'''

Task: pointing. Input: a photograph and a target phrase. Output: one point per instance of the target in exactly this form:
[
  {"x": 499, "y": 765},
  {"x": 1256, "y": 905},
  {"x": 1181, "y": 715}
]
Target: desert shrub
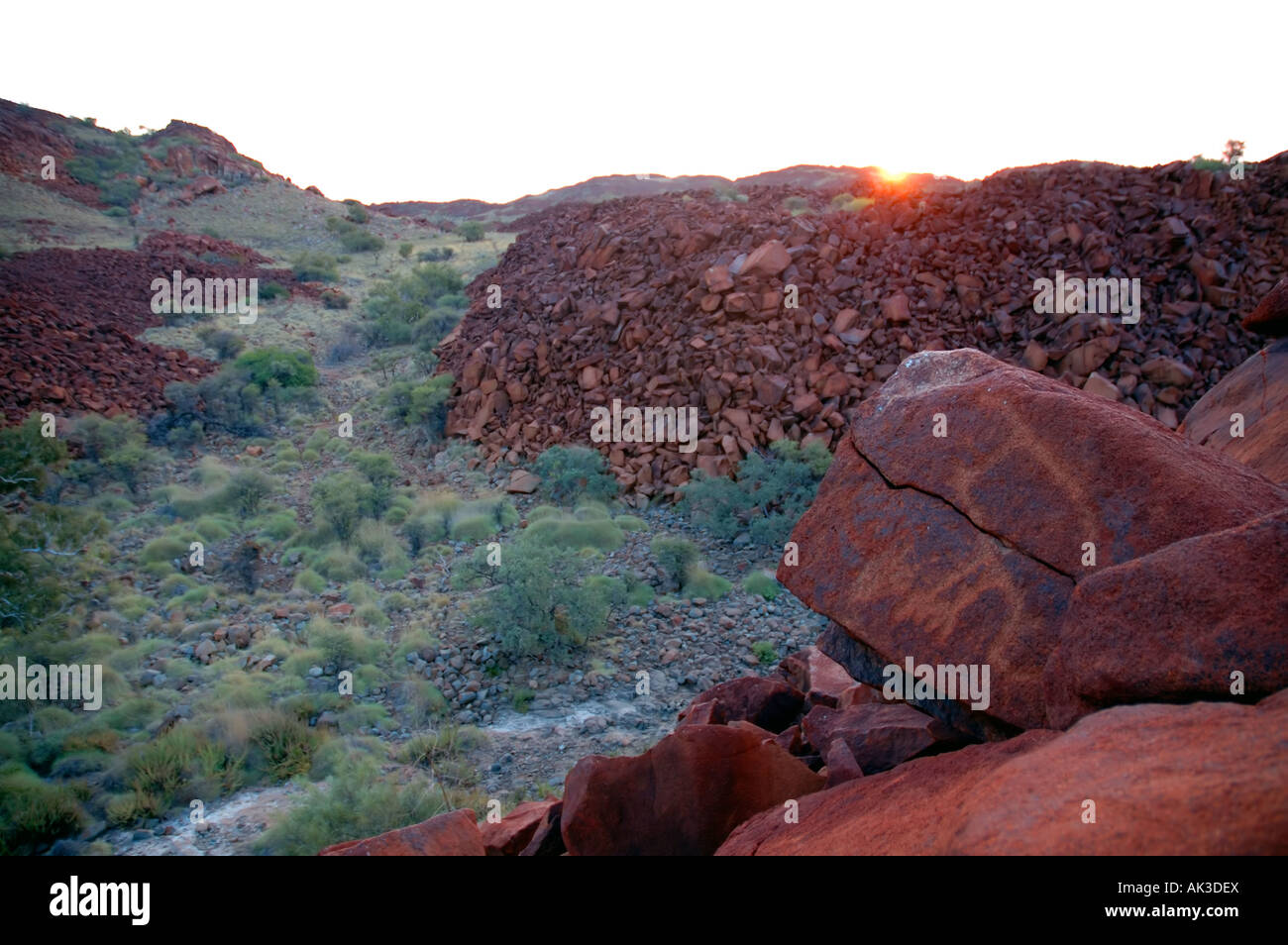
[
  {"x": 346, "y": 647},
  {"x": 112, "y": 451},
  {"x": 240, "y": 399},
  {"x": 380, "y": 472},
  {"x": 639, "y": 593},
  {"x": 281, "y": 746},
  {"x": 34, "y": 812},
  {"x": 763, "y": 584},
  {"x": 675, "y": 557},
  {"x": 348, "y": 345},
  {"x": 27, "y": 458},
  {"x": 473, "y": 528},
  {"x": 352, "y": 237},
  {"x": 849, "y": 204},
  {"x": 572, "y": 472},
  {"x": 703, "y": 583},
  {"x": 357, "y": 802},
  {"x": 288, "y": 368},
  {"x": 359, "y": 241},
  {"x": 335, "y": 299},
  {"x": 522, "y": 696},
  {"x": 180, "y": 765},
  {"x": 376, "y": 546},
  {"x": 342, "y": 499},
  {"x": 574, "y": 535},
  {"x": 226, "y": 344},
  {"x": 314, "y": 266},
  {"x": 421, "y": 406},
  {"x": 421, "y": 305},
  {"x": 275, "y": 527},
  {"x": 590, "y": 511},
  {"x": 34, "y": 582},
  {"x": 340, "y": 566},
  {"x": 372, "y": 615},
  {"x": 539, "y": 605},
  {"x": 767, "y": 498}
]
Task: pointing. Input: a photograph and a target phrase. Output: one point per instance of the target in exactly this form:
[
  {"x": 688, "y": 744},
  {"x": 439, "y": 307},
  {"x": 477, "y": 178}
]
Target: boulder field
[
  {"x": 772, "y": 322},
  {"x": 69, "y": 322},
  {"x": 1113, "y": 593}
]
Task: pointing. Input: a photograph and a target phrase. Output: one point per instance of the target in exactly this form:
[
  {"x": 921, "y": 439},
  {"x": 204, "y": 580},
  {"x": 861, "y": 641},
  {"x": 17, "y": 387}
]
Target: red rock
[
  {"x": 1102, "y": 386},
  {"x": 820, "y": 678},
  {"x": 1270, "y": 317},
  {"x": 841, "y": 764},
  {"x": 509, "y": 836},
  {"x": 717, "y": 278},
  {"x": 896, "y": 308},
  {"x": 682, "y": 797},
  {"x": 1175, "y": 625},
  {"x": 1131, "y": 488},
  {"x": 1167, "y": 370},
  {"x": 523, "y": 481},
  {"x": 1216, "y": 768},
  {"x": 879, "y": 735},
  {"x": 907, "y": 811},
  {"x": 768, "y": 259},
  {"x": 446, "y": 834},
  {"x": 1256, "y": 390},
  {"x": 960, "y": 595},
  {"x": 546, "y": 840},
  {"x": 768, "y": 703}
]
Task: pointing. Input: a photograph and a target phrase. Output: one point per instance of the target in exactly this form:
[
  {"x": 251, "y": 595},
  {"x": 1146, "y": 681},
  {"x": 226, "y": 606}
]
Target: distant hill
[{"x": 613, "y": 185}]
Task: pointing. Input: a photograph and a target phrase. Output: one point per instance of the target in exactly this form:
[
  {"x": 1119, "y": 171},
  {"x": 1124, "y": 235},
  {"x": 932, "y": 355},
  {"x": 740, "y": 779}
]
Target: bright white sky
[{"x": 429, "y": 101}]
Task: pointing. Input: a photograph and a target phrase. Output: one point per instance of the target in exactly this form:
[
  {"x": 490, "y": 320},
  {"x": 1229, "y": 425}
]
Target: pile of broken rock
[{"x": 1126, "y": 584}]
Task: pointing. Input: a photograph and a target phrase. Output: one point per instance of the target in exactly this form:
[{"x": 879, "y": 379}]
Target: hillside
[{"x": 375, "y": 561}]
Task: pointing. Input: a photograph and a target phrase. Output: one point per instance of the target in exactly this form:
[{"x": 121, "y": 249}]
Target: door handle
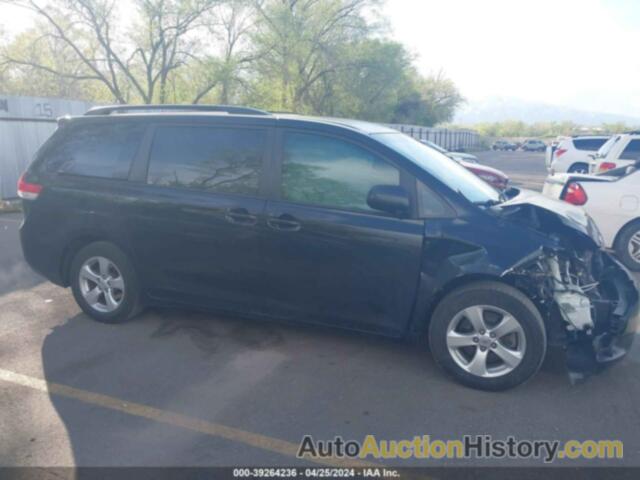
[
  {"x": 240, "y": 216},
  {"x": 284, "y": 222}
]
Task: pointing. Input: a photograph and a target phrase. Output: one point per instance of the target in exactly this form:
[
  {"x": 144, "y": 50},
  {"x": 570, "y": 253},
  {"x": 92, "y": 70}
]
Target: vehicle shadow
[{"x": 287, "y": 381}]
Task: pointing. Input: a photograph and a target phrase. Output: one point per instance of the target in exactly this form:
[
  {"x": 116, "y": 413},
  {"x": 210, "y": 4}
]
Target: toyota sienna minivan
[{"x": 321, "y": 221}]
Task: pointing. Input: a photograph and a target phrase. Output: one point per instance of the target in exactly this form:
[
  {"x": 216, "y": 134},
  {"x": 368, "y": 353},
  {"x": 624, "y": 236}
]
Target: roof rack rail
[{"x": 231, "y": 109}]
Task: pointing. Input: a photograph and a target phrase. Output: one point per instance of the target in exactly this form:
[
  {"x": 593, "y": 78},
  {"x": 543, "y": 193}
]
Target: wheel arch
[
  {"x": 79, "y": 241},
  {"x": 422, "y": 316}
]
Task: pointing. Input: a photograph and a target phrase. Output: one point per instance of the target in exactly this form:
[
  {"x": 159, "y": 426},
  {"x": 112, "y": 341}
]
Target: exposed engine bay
[{"x": 585, "y": 296}]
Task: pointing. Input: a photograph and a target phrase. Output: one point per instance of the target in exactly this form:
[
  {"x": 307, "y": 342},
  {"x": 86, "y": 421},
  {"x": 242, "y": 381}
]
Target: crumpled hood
[{"x": 570, "y": 215}]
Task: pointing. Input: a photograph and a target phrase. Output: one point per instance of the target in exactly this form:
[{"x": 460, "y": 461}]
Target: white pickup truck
[{"x": 573, "y": 154}]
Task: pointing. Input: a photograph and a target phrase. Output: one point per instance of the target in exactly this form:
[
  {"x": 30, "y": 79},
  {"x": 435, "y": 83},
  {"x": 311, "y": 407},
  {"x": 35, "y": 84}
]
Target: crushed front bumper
[{"x": 616, "y": 323}]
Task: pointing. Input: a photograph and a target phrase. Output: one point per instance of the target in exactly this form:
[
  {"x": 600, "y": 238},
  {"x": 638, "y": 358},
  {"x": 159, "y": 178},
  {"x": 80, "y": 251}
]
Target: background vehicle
[
  {"x": 619, "y": 151},
  {"x": 533, "y": 145},
  {"x": 323, "y": 221},
  {"x": 612, "y": 200},
  {"x": 504, "y": 145},
  {"x": 573, "y": 154},
  {"x": 492, "y": 176}
]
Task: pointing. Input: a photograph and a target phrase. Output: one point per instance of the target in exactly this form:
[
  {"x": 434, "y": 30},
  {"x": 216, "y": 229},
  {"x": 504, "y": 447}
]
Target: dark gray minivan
[{"x": 325, "y": 221}]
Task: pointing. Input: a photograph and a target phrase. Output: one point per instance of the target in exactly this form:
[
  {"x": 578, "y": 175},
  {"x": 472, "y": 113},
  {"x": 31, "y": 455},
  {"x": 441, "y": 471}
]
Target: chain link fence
[{"x": 450, "y": 139}]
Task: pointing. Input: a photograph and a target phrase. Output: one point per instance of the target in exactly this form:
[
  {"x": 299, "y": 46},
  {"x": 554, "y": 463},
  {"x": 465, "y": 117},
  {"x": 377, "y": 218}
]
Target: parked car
[
  {"x": 504, "y": 145},
  {"x": 459, "y": 156},
  {"x": 494, "y": 177},
  {"x": 573, "y": 154},
  {"x": 323, "y": 221},
  {"x": 619, "y": 151},
  {"x": 533, "y": 145},
  {"x": 612, "y": 200}
]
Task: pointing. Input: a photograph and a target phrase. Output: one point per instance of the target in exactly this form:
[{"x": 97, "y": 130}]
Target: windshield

'''

Directions for this task: Images in the records should not be copied. Repeat all the rest exactly.

Solved problem:
Task: pointing. Input: a photograph and a target phrase. Output: one point per instance of the target in exactly this form:
[
  {"x": 499, "y": 765},
  {"x": 1256, "y": 905},
  {"x": 1181, "y": 715}
]
Target: desert shrub
[
  {"x": 346, "y": 647},
  {"x": 112, "y": 451},
  {"x": 240, "y": 399},
  {"x": 380, "y": 472},
  {"x": 639, "y": 593},
  {"x": 281, "y": 746},
  {"x": 34, "y": 812},
  {"x": 763, "y": 584},
  {"x": 675, "y": 557},
  {"x": 348, "y": 345},
  {"x": 27, "y": 458},
  {"x": 473, "y": 528},
  {"x": 352, "y": 237},
  {"x": 849, "y": 204},
  {"x": 572, "y": 472},
  {"x": 703, "y": 583},
  {"x": 357, "y": 802},
  {"x": 288, "y": 368},
  {"x": 359, "y": 241},
  {"x": 335, "y": 299},
  {"x": 522, "y": 696},
  {"x": 180, "y": 765},
  {"x": 376, "y": 546},
  {"x": 342, "y": 499},
  {"x": 574, "y": 535},
  {"x": 226, "y": 344},
  {"x": 314, "y": 266},
  {"x": 421, "y": 406},
  {"x": 421, "y": 305},
  {"x": 275, "y": 527},
  {"x": 590, "y": 511},
  {"x": 34, "y": 582},
  {"x": 340, "y": 566},
  {"x": 372, "y": 615},
  {"x": 539, "y": 605},
  {"x": 767, "y": 498}
]
Task: pointing. Input: a photograph and a target phrase. Output: one point per instance of the target in exactly this form:
[
  {"x": 688, "y": 744},
  {"x": 439, "y": 307},
  {"x": 477, "y": 178}
]
Target: boulder field
[
  {"x": 772, "y": 322},
  {"x": 69, "y": 322},
  {"x": 1113, "y": 593}
]
Task: pointing. Input: a photograph and a target phrase. Output: one point per instance of the target in exactly this form:
[
  {"x": 921, "y": 439},
  {"x": 204, "y": 580},
  {"x": 861, "y": 641},
  {"x": 17, "y": 387}
]
Target: red rock
[
  {"x": 1102, "y": 386},
  {"x": 820, "y": 678},
  {"x": 1270, "y": 317},
  {"x": 841, "y": 764},
  {"x": 509, "y": 836},
  {"x": 717, "y": 278},
  {"x": 896, "y": 308},
  {"x": 682, "y": 797},
  {"x": 1175, "y": 625},
  {"x": 1131, "y": 488},
  {"x": 1167, "y": 370},
  {"x": 523, "y": 481},
  {"x": 1216, "y": 768},
  {"x": 879, "y": 735},
  {"x": 907, "y": 811},
  {"x": 768, "y": 259},
  {"x": 446, "y": 834},
  {"x": 1256, "y": 390},
  {"x": 960, "y": 595},
  {"x": 546, "y": 840},
  {"x": 768, "y": 703}
]
Task: pointing. Input: a photograph and a target phrase. Output: one point per instance of the target in exactly this form:
[
  {"x": 251, "y": 595},
  {"x": 1146, "y": 681},
  {"x": 226, "y": 606}
]
Target: distant hill
[{"x": 613, "y": 185}]
Task: pointing. Input: a photograph and a target phrase. Output: one point per instance of the target in exactly this form:
[
  {"x": 1119, "y": 171},
  {"x": 1124, "y": 235},
  {"x": 932, "y": 355},
  {"x": 740, "y": 779}
]
Target: bright white sky
[{"x": 429, "y": 101}]
Task: pointing. Input: a photograph and a target phrase. Output: one point per instance of the target in exactly this form:
[
  {"x": 490, "y": 320},
  {"x": 1229, "y": 425}
]
Target: pile of broken rock
[{"x": 1126, "y": 584}]
Task: pointing. Input: a photograph and a target phrase. Output: one point per instance of the target in exactly this form:
[{"x": 879, "y": 379}]
Target: hillside
[{"x": 375, "y": 561}]
Task: pointing. Input: a photograph and a target phrase. Output: one point per instance of the target in exactly this form:
[{"x": 121, "y": 249}]
Target: door handle
[
  {"x": 240, "y": 216},
  {"x": 284, "y": 222}
]
Task: pointing. Input: a photograph and a target phrase. Output: one point per instance of the target in exactly this form:
[
  {"x": 144, "y": 50},
  {"x": 570, "y": 253},
  {"x": 92, "y": 70}
]
Target: vehicle shadow
[{"x": 287, "y": 381}]
Task: pointing. Input: a photograph and a target phrase. Output: one point per instance of the target in exactly this form:
[
  {"x": 116, "y": 413},
  {"x": 210, "y": 4}
]
Target: toyota sienna minivan
[{"x": 321, "y": 221}]
Task: pointing. Input: a photograph and a target phrase. Output: one point per instance of the target in exactly this form:
[
  {"x": 216, "y": 134},
  {"x": 368, "y": 353},
  {"x": 624, "y": 236}
]
Target: roof rack rail
[{"x": 231, "y": 109}]
Task: pointing. Input: a photograph and a target phrase. Output: one point per instance of the target in exactly this form:
[
  {"x": 593, "y": 78},
  {"x": 543, "y": 193}
]
Target: wheel arch
[
  {"x": 79, "y": 241},
  {"x": 422, "y": 316}
]
Task: pointing. Input: a photograph and a target phrase. Output: one point per instance of the target in exactly this form:
[
  {"x": 159, "y": 426},
  {"x": 112, "y": 341}
]
Target: exposed engine bay
[{"x": 585, "y": 296}]
Task: pointing. Input: a photograph and a target phrase. Output: one point per instance of the target in exactly this form:
[
  {"x": 307, "y": 342},
  {"x": 86, "y": 421},
  {"x": 242, "y": 381}
]
Target: crumpled hood
[{"x": 570, "y": 215}]
Task: pointing. Input: a photograph and a target phrase. Output: one point per instance of the target in exactly this form:
[{"x": 460, "y": 461}]
Target: white pickup truck
[{"x": 573, "y": 154}]
Task: pointing. Input: a photograph and a target phrase. Output: one point per instance of the target in exactly this form:
[
  {"x": 30, "y": 79},
  {"x": 435, "y": 83},
  {"x": 311, "y": 407},
  {"x": 35, "y": 84}
]
Target: crushed front bumper
[{"x": 616, "y": 323}]
Task: pointing. Input: a photograph and a target phrase. Output: one point per instance of the target in exactly this form:
[
  {"x": 600, "y": 238},
  {"x": 638, "y": 358},
  {"x": 159, "y": 178},
  {"x": 80, "y": 251}
]
Target: background vehicle
[
  {"x": 619, "y": 151},
  {"x": 533, "y": 145},
  {"x": 323, "y": 221},
  {"x": 612, "y": 200},
  {"x": 504, "y": 145},
  {"x": 573, "y": 154},
  {"x": 492, "y": 176}
]
Task: pointing. Input: a photograph and a target phrase. Output: one point per instance of the target in exactly this form:
[
  {"x": 434, "y": 30},
  {"x": 216, "y": 229},
  {"x": 504, "y": 447}
]
Target: dark gray minivan
[{"x": 325, "y": 221}]
Task: pointing. Input: a photograph and a target phrase. Output: one point per instance of the target in exactly this form:
[
  {"x": 578, "y": 175},
  {"x": 472, "y": 113},
  {"x": 31, "y": 455},
  {"x": 441, "y": 471}
]
Target: chain link fence
[{"x": 450, "y": 139}]
Task: pointing. Input: a photograph and a target phrase. Output: one point per instance of the target in exactly this form:
[
  {"x": 299, "y": 46},
  {"x": 554, "y": 463},
  {"x": 465, "y": 117},
  {"x": 377, "y": 218}
]
Target: parked car
[
  {"x": 504, "y": 145},
  {"x": 459, "y": 156},
  {"x": 494, "y": 177},
  {"x": 573, "y": 154},
  {"x": 323, "y": 221},
  {"x": 619, "y": 151},
  {"x": 533, "y": 145},
  {"x": 612, "y": 200}
]
Task: pointing. Input: a photograph and a target phrase. Output: one point per instance of the target in exactly this form:
[{"x": 97, "y": 130}]
Target: windshield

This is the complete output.